**Stored dataset items**.
## Begin
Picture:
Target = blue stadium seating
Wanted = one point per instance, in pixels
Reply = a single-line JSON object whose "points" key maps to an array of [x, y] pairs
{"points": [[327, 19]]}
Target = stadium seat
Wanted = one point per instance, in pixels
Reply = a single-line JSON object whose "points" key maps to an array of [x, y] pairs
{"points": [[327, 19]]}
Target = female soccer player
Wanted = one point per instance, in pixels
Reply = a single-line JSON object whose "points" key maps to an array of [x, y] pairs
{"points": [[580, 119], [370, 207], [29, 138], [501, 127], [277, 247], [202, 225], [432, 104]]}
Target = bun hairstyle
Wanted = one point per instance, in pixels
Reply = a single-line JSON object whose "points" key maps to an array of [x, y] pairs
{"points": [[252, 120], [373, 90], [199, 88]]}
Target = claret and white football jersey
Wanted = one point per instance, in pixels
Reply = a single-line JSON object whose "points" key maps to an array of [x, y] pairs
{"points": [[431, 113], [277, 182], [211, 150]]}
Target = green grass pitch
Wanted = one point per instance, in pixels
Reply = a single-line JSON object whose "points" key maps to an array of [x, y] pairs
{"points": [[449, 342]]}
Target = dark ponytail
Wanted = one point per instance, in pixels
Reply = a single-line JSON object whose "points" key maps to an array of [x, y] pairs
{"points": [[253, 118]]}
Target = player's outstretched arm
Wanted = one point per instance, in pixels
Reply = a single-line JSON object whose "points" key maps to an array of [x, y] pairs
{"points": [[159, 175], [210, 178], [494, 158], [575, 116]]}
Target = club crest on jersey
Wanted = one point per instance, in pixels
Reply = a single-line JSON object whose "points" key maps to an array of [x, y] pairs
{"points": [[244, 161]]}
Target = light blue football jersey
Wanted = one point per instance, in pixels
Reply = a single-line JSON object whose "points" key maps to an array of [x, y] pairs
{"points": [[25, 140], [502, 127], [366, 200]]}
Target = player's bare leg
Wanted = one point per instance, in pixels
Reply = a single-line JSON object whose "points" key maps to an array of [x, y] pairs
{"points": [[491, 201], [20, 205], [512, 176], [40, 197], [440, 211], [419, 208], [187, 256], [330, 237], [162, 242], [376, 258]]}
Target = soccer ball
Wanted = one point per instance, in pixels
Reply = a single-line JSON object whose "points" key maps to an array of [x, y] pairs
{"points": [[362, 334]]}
## End
**REQUIRED TASK**.
Please copy the records above word for word, starting at the line that contains "Target = light blue football jersey" and continuing through the last line of the records.

**OUTPUT FOR THIS TASK**.
Target = light blue football jersey
Wanted = one point per instance, in pixels
Reply = a single-line JSON object whose "points" key maps to an array of [x, y] pairs
{"points": [[25, 140], [502, 127], [366, 200]]}
Target = player's bare leg
Wanted = one point per instance, in pixels
Reply = a single-line JSON object whose "points" key maps to an array of [x, y] pairs
{"points": [[491, 201], [20, 205], [512, 176], [40, 197], [440, 211], [419, 208], [187, 256], [330, 237], [162, 242], [376, 258]]}
Target = soccer ball
Wanted = one point per instance, in pixels
Reply = a single-line JSON object whose "points" key maps to an array of [x, y] pairs
{"points": [[362, 334]]}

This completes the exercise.